◆ **ページ抜粋**:
· · ·
隣の木にまで大きく枝を広げない、林冠では無用な競争をしない、お互いに助け合う。異種とはそうでない場合もあるようだが・・・。
木には香りによるコミュニケーションもある。
人も動物もパートナーを決める重要な要素に匂いがある。フェロモンが知らず知らずの決めてになっているとか。
動物に食べられれば、そこに毒素を集める、周りにエチレンを播いて仲間に知らせる(アフリカのアカシアの事例)。
フィトンチッドの一種であるテルペンなどもその一種かもしれない。
漢方薬や薬草だけでなく、タミフル、キニーネ、アスピリン、モルヒネが植物に由来する薬(東山植物園HP)・・・植物の防御能力はまだまだあるに違いない。
化学物資による芳香だけでなく、電気信号も使う。
ナラの木は害虫の食害をうけると、電気信号を全身に送り秒速1?の速さでタンニンを樹皮や葉っぱに送り込む。
もっと広範囲の森には、菌類の菌糸のネットワークを通じて害虫などの情報が知らされる!? 本当か!?と驚かされる。
ウッドワイドウエブと呼ぶ学者もいるよう。
このコミュニケーション能力は、樹木は1本1本が独立しているのではなく、動物同様に社会性があるってことか!?
これからもきっと、驚くべく能力が発見されることだろう。 
なにせ、4億年以上生存競争を勝ち抜いてきた現在の樹木達、まだまだ人類は植物から学ぶことは多い。
· · ·
◆ **セグメンテーションマスクのデータ**:
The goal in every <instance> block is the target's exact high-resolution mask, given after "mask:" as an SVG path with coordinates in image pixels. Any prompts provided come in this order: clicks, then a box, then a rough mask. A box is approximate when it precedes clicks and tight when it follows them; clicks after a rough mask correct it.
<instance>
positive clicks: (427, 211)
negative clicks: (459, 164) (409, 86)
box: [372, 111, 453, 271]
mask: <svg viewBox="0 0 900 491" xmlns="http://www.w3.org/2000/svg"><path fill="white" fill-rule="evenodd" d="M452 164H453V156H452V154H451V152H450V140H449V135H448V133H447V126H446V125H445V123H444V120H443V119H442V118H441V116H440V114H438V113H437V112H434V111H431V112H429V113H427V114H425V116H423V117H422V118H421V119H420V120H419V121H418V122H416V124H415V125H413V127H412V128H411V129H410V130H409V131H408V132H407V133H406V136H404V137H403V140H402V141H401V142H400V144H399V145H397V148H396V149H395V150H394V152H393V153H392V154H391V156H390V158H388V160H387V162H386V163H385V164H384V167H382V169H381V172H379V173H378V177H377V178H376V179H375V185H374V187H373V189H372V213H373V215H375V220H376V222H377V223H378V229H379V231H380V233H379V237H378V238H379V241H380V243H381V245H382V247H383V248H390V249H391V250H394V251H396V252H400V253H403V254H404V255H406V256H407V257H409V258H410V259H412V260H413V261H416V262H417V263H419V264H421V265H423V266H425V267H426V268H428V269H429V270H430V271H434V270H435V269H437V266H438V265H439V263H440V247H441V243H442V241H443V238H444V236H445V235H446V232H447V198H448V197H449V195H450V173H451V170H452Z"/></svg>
· · ·
◆ **作業内容**: 樹木のコミュニケーションを扱った本文によると、アフリカのアカシアは動物に食べられたとき、仲間に知らせるために周りに何を播きますか。 一覧は本文とは関係のない別の資料です。

◆ **模範解答**: エチレンです。